* **Source extract**

In order to soundly support lossy RV->TSV conversions all ADTs used in const generics would need to be known to not have safety invariants for values of fields that could be Lossily Roundtripped.
#### Requirement: [Observable Equality][req_equality]
N/A
#### Ideal: [One Equality][ideal_equality]
N/A
#### Ideal: [Lossless Roundtripping][ideal_roundtrip]
This method of handling undesirable values does not uphold this ideal.
#### Ideal: [Intuitive Semver][ideal_semver]
Lossy Conversion requires some special handling of ADTs as previously mentioned. I believe that an explicit opt-in to being useable in const generics would be "intuitive" semver wise as the only semver breakage possible would be to remove the opt-in. I believe that explicitly removing a guarantee should be checkable by tools like cargo-semver-checks and should also be intuitive to users that it is a breaking change.
#### Ideal: [Pattern Type Forwards Compat][ideal_pat]
Lossy Conversion can be a useful tool to allow TSV equality to be equivalent to const pattern equality. In cases where TSV equality must take into account information that pattern matching doesnt, we can simply "remove" that information from the TSV.
For example const patterns of references do not take padding into account but TSVs must. Lossy Conversion can be used to erase padding, allowing TSV equality and runtime equality to be equivalent.
#### Ideal: [Const Patterns Parity][ideal_const_pat]
N/A
#### Ideal: [No Post-mono Errors][ideal_pmes]
N/A
## Summary: Undesirable Regular Values x Handling Strategy x Ideals
- :woman-shrugging: It's a bit nuanced
- :white_check_mark: This ideal would hold
- Note that for the [Good Pattern Types Ideal][ideal_pat] a :white_check_mark: would mean we would only be *forwards compatible* with good support for pattern types. *Not* that this option would already have good support for pattern types.
- :x: This ideal would not hold
Also note that the ideals and solutions in the tables are *clickable* links to previous parts of this document and so can be used for quick refreshers.

Excerpts from a point labeling dataset:
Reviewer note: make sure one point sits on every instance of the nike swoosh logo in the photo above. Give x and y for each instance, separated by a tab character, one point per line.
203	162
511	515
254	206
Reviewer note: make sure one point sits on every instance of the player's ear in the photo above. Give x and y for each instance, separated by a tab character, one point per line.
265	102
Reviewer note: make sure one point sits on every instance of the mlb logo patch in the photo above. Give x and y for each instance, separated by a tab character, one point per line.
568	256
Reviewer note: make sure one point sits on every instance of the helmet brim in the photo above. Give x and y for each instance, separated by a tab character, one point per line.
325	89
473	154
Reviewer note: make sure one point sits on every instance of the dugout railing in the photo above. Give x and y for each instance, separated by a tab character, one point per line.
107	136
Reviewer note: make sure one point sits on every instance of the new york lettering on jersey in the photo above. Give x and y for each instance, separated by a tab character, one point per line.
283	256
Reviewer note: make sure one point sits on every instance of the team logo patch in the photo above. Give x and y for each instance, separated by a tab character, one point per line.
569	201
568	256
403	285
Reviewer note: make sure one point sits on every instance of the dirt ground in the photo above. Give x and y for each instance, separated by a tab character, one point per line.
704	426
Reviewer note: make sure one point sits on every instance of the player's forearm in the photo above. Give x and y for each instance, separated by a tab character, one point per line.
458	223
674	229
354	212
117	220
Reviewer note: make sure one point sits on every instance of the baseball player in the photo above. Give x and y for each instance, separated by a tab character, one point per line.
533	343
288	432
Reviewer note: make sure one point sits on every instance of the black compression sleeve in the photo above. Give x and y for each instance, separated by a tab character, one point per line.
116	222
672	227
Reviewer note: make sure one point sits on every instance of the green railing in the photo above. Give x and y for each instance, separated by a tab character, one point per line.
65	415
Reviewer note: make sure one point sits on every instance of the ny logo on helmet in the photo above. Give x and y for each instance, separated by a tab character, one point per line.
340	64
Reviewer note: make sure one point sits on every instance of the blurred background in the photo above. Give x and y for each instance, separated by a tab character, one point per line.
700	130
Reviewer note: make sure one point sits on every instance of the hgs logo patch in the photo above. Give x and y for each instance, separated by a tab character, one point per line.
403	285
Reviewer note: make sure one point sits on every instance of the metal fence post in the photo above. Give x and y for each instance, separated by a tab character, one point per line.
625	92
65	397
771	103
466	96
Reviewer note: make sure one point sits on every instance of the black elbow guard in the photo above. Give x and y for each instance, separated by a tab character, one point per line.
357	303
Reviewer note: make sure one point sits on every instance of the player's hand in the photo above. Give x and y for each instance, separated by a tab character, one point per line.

* **Your goal**
Please explain in one to three sentences why the const generics text calls an explicit opt-in to const generics use "intuitive" for semver.

* **Exercise solution**
With that opt-in, the only possible semver break would be removing it. Explicitly removing a guarantee should be checkable by tools like cargo-semver-checks, and users should find it intuitive that doing so is a breaking change.